• **WORK INSTRUCTIONS**
Rewrite the rows below, substituting "separated by a comma with no space" for every occurrence of "comma only, no space" and keeping all other text the same.

Stored rows
▼

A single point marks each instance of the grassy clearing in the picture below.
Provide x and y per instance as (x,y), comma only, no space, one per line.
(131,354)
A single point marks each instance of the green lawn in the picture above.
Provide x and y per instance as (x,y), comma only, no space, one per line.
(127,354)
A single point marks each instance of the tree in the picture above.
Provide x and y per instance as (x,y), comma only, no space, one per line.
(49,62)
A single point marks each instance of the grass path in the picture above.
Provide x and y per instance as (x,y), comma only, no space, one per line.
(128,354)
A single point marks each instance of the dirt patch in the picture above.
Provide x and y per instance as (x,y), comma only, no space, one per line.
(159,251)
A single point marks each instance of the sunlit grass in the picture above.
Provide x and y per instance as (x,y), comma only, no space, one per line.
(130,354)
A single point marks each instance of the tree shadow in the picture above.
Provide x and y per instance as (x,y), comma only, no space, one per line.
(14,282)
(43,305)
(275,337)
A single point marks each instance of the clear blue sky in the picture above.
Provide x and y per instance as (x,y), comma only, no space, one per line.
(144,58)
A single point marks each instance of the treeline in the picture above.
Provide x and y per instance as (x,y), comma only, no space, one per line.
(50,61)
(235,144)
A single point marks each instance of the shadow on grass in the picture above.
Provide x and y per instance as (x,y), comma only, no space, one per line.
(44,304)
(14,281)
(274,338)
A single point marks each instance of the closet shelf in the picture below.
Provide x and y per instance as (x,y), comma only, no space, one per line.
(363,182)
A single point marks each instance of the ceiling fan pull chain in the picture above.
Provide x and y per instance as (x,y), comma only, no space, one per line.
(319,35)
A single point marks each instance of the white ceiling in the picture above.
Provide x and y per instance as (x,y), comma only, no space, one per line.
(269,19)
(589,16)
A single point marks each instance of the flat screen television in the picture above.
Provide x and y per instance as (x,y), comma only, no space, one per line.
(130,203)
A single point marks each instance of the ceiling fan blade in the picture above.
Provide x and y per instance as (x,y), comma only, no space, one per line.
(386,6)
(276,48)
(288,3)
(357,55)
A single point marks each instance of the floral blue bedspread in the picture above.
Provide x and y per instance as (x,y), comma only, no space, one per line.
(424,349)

▲

• **ANSWER BELOW**
A single point marks each instance of the grassy clearing in the picture below.
Provide x and y per instance as (x,y), separated by a comma with no space, one per line.
(131,354)
A single point marks each instance of the green lawn in the picture above.
Provide x and y per instance as (x,y), separated by a comma with no space, one per line.
(127,354)
A single point marks each instance of the tree in the picture above.
Provide x and y per instance as (x,y), separated by a comma with no space, one per line.
(49,62)
A single point marks each instance of the grass path in the picture above.
Provide x and y per instance as (x,y), separated by a comma with no space, one per line.
(128,354)
A single point marks each instance of the dirt patch in the picture above.
Provide x and y per instance as (x,y), separated by a comma with no space, one per line.
(159,251)
A single point marks each instance of the sunlit grass in the picture above.
Provide x and y per instance as (x,y), separated by a comma with no space, one per line.
(130,354)
A single point marks each instance of the tree shadow in the picture above.
Provide x and y per instance as (x,y), separated by a comma with no space, one per line.
(14,282)
(43,305)
(275,337)
A single point marks each instance of the clear blue sky in the picture above.
Provide x and y per instance as (x,y), separated by a comma with no space, one per line.
(144,58)
A single point marks each instance of the treeline in the picture above.
Provide x and y per instance as (x,y), separated by a comma with no space, one per line.
(50,61)
(235,144)
A single point marks each instance of the shadow on grass in the picture above.
Provide x and y per instance as (x,y), separated by a comma with no space, one per line.
(44,304)
(14,281)
(274,338)
A single point marks each instance of the closet shelf in the picture below.
Provide x and y per instance as (x,y), separated by a comma with no space, one per line.
(363,182)
A single point marks each instance of the ceiling fan pull chain in the picture above.
Provide x and y per instance as (x,y), separated by a comma with no space, one per line.
(319,35)
A single point marks each instance of the white ceiling in the picture above.
Provide x and y per instance as (x,y), separated by a comma with no space, one per line.
(269,19)
(589,16)
A single point marks each instance of the flat screen television in the picture above.
Provide x and y per instance as (x,y), separated by a comma with no space, one per line.
(130,203)
A single point marks each instance of the ceiling fan blade in the picture above.
Provide x and y per instance as (x,y), separated by a comma with no space, one per line.
(386,6)
(276,48)
(288,3)
(357,55)
A single point marks each instance of the floral blue bedspread in the picture above.
Provide x and y per instance as (x,y), separated by a comma with no space, one per line.
(424,349)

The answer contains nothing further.